§ Work required
Please rewrite the material as a numbered list, starting at the line containing "Where can the wood grain" and running through the end of the material, both ends included, and leave out any blank lines.

Start of Excerpted data

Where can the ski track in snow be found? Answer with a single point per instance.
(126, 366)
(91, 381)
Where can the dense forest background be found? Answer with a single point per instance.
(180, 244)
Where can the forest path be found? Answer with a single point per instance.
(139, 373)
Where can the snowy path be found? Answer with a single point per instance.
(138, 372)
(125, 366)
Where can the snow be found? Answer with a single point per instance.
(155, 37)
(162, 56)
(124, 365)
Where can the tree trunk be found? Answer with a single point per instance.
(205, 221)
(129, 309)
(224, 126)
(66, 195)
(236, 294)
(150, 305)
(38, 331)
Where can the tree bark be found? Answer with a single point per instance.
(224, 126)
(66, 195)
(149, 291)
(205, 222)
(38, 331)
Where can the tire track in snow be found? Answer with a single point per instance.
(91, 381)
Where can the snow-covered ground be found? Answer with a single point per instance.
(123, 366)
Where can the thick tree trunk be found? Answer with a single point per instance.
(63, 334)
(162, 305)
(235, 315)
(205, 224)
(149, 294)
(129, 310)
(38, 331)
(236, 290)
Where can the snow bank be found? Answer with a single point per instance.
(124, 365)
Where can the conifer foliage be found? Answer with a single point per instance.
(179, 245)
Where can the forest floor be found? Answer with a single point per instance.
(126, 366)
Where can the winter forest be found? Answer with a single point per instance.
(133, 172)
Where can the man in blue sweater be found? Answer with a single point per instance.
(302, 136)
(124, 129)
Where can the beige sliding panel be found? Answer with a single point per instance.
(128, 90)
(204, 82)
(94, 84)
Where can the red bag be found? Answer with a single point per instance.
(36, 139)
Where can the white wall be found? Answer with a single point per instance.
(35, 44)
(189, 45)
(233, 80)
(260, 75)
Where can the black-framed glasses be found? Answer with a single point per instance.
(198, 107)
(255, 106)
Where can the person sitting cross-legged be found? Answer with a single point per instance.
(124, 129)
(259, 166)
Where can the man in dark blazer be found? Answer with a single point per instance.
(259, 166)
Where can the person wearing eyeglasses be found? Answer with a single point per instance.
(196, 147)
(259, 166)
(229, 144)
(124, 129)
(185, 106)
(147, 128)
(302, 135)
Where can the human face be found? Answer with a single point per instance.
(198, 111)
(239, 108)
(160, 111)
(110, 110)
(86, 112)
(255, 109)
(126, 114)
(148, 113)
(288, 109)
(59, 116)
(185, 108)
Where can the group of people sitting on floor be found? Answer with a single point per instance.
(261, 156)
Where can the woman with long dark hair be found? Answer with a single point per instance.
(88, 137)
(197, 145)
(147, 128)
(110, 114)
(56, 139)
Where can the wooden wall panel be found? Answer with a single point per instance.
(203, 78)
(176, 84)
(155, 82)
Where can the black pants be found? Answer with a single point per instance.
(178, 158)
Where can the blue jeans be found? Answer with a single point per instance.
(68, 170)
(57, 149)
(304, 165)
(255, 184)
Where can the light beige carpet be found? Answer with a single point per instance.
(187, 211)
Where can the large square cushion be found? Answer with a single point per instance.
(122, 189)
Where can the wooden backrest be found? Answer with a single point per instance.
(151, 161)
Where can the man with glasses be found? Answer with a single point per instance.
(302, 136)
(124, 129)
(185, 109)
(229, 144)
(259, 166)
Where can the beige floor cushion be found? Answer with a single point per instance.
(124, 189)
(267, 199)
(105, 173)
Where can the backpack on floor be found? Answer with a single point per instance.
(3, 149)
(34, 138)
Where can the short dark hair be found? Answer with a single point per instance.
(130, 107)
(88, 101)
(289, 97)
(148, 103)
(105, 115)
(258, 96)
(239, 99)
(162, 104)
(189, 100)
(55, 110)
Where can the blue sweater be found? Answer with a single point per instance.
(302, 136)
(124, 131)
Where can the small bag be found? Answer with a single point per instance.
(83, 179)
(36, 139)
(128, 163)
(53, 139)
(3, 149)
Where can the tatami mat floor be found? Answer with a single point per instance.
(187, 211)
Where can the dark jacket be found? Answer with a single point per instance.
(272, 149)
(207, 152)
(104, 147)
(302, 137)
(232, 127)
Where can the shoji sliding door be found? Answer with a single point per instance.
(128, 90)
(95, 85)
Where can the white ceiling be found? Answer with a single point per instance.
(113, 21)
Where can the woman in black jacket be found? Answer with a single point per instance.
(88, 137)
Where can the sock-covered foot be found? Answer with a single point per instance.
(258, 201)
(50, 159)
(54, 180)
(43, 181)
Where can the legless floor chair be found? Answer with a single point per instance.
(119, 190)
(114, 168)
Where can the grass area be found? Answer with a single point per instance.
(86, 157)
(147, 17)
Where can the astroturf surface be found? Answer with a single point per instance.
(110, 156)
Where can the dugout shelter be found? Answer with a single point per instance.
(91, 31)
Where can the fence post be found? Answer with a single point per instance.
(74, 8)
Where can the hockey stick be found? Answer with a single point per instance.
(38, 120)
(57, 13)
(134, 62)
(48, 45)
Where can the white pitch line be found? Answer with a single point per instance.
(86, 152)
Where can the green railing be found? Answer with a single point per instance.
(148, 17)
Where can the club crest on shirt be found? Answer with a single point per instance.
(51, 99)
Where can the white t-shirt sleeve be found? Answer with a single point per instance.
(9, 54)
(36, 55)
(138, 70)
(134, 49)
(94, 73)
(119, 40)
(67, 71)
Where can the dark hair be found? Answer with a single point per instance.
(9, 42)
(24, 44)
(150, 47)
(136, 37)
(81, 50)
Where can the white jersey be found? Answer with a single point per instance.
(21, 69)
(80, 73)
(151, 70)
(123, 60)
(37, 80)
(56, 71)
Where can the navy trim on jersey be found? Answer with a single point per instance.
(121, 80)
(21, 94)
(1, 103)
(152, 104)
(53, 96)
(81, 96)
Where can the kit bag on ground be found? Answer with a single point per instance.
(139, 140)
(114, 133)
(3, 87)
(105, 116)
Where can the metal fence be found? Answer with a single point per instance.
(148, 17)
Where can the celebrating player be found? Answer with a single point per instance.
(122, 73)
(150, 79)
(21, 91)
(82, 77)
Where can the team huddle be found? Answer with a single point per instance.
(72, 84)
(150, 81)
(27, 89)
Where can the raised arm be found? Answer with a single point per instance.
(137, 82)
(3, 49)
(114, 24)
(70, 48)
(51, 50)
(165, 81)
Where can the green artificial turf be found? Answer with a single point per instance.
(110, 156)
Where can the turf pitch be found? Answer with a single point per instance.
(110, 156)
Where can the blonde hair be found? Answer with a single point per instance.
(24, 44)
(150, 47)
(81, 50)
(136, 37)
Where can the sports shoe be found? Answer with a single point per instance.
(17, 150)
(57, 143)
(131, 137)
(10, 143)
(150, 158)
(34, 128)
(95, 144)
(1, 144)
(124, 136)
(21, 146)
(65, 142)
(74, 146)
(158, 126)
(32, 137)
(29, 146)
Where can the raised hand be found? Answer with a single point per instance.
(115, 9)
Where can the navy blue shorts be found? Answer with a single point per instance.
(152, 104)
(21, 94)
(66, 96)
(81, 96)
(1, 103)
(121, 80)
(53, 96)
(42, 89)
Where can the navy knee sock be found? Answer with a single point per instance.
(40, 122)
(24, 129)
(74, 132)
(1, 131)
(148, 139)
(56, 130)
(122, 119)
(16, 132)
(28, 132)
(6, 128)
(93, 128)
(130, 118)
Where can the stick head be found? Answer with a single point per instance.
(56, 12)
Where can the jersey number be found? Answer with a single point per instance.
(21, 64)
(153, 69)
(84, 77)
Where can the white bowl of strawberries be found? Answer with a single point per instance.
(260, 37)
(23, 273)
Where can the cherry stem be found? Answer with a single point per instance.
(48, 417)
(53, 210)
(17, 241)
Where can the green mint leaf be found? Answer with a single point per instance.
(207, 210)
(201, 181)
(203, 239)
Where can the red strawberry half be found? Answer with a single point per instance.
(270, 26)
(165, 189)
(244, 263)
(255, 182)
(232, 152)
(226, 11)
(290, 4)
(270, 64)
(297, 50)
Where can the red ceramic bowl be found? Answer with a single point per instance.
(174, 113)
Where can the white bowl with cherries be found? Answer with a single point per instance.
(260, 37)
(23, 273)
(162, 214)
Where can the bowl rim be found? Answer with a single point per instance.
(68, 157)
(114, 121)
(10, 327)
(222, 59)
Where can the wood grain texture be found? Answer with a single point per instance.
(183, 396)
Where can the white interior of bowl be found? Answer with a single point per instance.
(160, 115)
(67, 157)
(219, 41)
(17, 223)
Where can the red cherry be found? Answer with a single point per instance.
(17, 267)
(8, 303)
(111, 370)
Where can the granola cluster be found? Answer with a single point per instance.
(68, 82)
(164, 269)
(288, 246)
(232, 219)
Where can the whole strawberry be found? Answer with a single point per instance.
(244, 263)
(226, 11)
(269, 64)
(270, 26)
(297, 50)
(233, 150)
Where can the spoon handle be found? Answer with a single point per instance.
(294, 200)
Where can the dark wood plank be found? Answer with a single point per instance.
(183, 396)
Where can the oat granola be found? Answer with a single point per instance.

End of Excerpted data

§ Response to this task
1. Where can the wood grain texture be found? Answer with a single point per instance.
2. (183, 396)
3. Where can the white interior of bowl be found? Answer with a single point per instance.
4. (160, 115)
5. (67, 157)
6. (219, 41)
7. (17, 223)
8. Where can the red cherry be found? Answer with a single point per instance.
9. (17, 267)
10. (8, 303)
11. (111, 370)
12. Where can the granola cluster be found? Answer with a single point per instance.
13. (68, 82)
14. (164, 269)
15. (288, 246)
16. (232, 219)
17. Where can the whole strawberry be found? Answer with a single point per instance.
18. (244, 263)
19. (226, 11)
20. (269, 64)
21. (270, 26)
22. (297, 50)
23. (233, 150)
24. Where can the spoon handle be found? Answer with a single point per instance.
25. (294, 200)
26. Where can the dark wood plank be found? Answer with a single point per instance.
27. (183, 396)
28. Where can the oat granola be found? Answer with a single point per instance.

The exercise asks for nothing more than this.